- [Supplied data]
#####

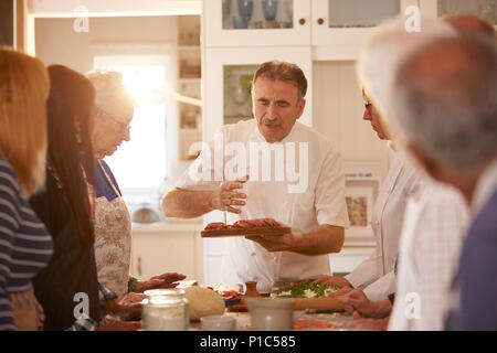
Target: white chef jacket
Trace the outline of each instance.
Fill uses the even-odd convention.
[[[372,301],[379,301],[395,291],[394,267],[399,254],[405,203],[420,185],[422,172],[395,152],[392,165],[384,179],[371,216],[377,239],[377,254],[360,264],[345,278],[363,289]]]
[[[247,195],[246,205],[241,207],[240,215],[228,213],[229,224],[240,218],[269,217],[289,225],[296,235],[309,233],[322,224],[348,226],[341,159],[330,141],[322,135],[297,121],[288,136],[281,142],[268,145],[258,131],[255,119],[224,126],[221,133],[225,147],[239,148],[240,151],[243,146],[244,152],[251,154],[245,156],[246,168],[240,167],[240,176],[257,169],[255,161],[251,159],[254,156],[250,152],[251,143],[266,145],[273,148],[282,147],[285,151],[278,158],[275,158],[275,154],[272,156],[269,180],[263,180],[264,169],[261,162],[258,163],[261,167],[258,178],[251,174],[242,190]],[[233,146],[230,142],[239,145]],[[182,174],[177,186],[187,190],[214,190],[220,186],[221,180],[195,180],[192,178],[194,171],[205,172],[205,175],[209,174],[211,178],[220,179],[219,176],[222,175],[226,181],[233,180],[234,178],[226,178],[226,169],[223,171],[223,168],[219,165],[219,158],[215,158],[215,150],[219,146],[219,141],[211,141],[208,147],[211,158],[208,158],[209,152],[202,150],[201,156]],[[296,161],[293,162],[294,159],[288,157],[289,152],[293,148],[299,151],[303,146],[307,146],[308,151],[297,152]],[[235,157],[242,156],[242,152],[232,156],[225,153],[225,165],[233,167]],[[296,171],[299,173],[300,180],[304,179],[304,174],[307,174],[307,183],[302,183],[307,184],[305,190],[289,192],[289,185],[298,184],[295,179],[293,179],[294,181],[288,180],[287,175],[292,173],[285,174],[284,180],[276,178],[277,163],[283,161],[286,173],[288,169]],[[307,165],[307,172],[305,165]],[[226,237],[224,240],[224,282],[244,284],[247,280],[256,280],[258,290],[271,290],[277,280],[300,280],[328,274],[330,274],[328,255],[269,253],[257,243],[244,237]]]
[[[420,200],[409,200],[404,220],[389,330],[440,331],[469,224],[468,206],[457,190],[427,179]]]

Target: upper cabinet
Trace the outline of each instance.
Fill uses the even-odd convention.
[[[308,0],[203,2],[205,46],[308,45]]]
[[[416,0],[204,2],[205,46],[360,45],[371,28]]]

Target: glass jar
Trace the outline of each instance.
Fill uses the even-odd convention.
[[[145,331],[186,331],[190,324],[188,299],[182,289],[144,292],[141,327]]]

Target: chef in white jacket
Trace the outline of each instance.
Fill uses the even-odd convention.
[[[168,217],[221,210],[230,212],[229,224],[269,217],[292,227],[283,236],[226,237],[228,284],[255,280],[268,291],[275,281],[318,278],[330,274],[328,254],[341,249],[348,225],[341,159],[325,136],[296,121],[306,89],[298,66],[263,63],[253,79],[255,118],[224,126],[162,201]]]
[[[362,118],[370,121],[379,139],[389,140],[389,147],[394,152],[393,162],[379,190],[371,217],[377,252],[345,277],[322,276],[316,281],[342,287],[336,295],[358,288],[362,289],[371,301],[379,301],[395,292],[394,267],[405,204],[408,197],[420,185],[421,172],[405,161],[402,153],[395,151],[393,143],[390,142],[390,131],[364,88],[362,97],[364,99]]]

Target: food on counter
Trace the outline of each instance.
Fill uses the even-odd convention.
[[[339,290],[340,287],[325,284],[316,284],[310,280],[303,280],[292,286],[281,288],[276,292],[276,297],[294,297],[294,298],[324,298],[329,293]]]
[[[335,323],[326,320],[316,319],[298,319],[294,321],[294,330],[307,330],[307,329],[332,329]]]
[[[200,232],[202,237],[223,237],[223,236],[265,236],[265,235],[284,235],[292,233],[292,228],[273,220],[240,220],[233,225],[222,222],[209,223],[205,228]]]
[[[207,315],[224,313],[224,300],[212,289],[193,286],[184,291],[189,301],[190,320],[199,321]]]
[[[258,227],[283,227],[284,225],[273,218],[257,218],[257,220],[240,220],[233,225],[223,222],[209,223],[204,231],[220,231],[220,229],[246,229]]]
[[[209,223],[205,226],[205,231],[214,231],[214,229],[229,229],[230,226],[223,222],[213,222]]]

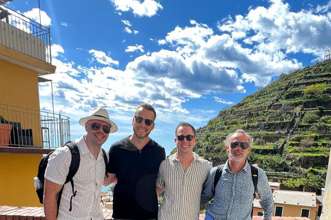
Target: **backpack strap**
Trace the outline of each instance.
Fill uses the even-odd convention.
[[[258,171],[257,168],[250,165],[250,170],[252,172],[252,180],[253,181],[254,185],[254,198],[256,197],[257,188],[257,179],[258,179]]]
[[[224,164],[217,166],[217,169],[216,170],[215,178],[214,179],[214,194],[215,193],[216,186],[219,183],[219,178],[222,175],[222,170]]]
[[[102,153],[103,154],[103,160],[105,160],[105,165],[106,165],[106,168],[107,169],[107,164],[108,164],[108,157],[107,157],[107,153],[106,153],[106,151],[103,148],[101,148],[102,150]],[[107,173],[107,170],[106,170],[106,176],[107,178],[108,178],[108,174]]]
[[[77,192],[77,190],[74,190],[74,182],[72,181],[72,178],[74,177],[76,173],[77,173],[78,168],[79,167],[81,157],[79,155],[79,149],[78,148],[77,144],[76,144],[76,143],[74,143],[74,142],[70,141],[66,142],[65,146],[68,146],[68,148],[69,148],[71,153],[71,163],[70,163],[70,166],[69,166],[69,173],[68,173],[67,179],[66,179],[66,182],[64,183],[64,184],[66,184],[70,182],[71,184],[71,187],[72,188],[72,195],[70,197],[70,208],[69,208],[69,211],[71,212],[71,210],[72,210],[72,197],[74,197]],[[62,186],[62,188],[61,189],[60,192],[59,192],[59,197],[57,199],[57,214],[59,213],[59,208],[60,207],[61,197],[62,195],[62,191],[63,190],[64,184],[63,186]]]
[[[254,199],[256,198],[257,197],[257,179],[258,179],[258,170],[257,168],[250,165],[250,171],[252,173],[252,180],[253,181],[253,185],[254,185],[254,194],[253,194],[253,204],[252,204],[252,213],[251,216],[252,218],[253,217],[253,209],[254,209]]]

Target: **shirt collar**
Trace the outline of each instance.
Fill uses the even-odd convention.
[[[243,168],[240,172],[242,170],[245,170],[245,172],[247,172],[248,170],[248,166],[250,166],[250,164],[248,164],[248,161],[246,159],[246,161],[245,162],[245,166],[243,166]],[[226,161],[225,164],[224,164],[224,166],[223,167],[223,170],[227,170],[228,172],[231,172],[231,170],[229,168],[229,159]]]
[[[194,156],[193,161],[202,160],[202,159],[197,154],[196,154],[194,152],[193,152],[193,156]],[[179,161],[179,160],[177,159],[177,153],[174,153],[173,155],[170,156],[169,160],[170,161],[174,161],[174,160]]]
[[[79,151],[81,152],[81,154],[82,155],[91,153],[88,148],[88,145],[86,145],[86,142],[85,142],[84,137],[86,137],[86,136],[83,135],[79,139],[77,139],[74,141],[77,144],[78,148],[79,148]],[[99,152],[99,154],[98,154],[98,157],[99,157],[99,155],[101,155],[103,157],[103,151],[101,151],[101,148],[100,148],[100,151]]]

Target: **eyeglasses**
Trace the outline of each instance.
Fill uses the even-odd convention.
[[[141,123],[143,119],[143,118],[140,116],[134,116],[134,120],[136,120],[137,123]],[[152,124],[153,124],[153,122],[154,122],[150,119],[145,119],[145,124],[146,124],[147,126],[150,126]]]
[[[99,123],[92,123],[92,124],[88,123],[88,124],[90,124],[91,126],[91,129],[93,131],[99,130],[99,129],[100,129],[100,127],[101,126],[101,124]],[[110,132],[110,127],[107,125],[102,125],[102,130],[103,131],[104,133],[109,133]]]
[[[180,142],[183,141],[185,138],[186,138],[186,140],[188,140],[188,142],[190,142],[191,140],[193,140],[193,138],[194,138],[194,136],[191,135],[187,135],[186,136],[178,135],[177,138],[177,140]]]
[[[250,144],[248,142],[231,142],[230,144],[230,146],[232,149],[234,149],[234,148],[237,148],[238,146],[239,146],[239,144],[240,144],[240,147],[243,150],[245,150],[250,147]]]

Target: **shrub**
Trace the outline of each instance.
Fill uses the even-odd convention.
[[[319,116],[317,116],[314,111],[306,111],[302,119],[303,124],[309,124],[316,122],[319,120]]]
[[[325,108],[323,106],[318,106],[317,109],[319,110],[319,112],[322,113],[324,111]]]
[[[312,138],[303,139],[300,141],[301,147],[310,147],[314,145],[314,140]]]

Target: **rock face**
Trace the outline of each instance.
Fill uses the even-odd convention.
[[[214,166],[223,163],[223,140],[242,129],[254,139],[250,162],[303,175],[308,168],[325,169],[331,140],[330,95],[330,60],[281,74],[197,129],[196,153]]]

#####

- [Instructions to follow]
Convert the data above into a numbered list covering only everything from the line containing "Target: upper cabinet" down to the line containing "[[[416,0],[204,2],[205,46],[360,45],[371,28]]]", with both lines included and blank lines omitted.

- [Exercise response]
1. Target: upper cabinet
2. Trace the outline of each instance.
3. Fill uses the even-odd convention.
4. [[[308,0],[203,2],[205,46],[308,45]]]
5. [[[416,0],[204,2],[205,46],[360,45],[371,28]]]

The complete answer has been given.